A novel chemically amplified resist (CAR) was synthesized incorporating a photoacid generating (PAG) moiety, etch resistant nanoparticle, and various acrylated monomers. The addition of acrylated monomers was found to promote good film formation and to improve film adhesion. Directly tethering the nanoparticle into the polymer increases the etch performance of the resist and helps avoid any potential issues with phase separation of components in the resist film. The PAG in these materials is also directly incorporated into the resist backbone. It has been shown that these materials display enhanced sensitivity and contrast using LVEBL. This paper will discuss the material characteristics and lithographic performance of these materials using 2 keV, 10 KeV, and 20 KeV electron beam (EB) exposure. For example, these materials have demonstrated an extremely high sensitivity of only 0.6 μC/cm2 at 2 KeV. Contrast and sensitivity data along with preliminary imaging results will be presented for these materials. Initial imaging results at 20 keV are promising. Achieving similar resolution at low keV also appears to be possible with this material. The trade-off between sensitivity and resolution will also be presented for different electron beam accelerating potentials. Etch resistance and selectivity of this material will also be studied and compared to PHOST and novolac based resists. It will be demonstrated that such materials show great promise for advanced resist applications in a variety of next generation lithography (NGL) applications including electron beam lithography.

• [WORK REQUIRED] According to the passage on the chemically amplified resist, what sensitivity did these materials show at 2 keV?

• [STORED DATA]
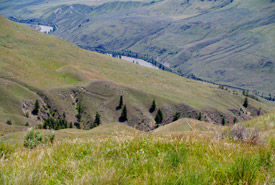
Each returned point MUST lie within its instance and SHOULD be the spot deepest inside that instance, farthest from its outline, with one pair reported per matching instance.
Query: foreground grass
(146, 159)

• [COMPLETE RESPONSE] 0.6 μC/cm2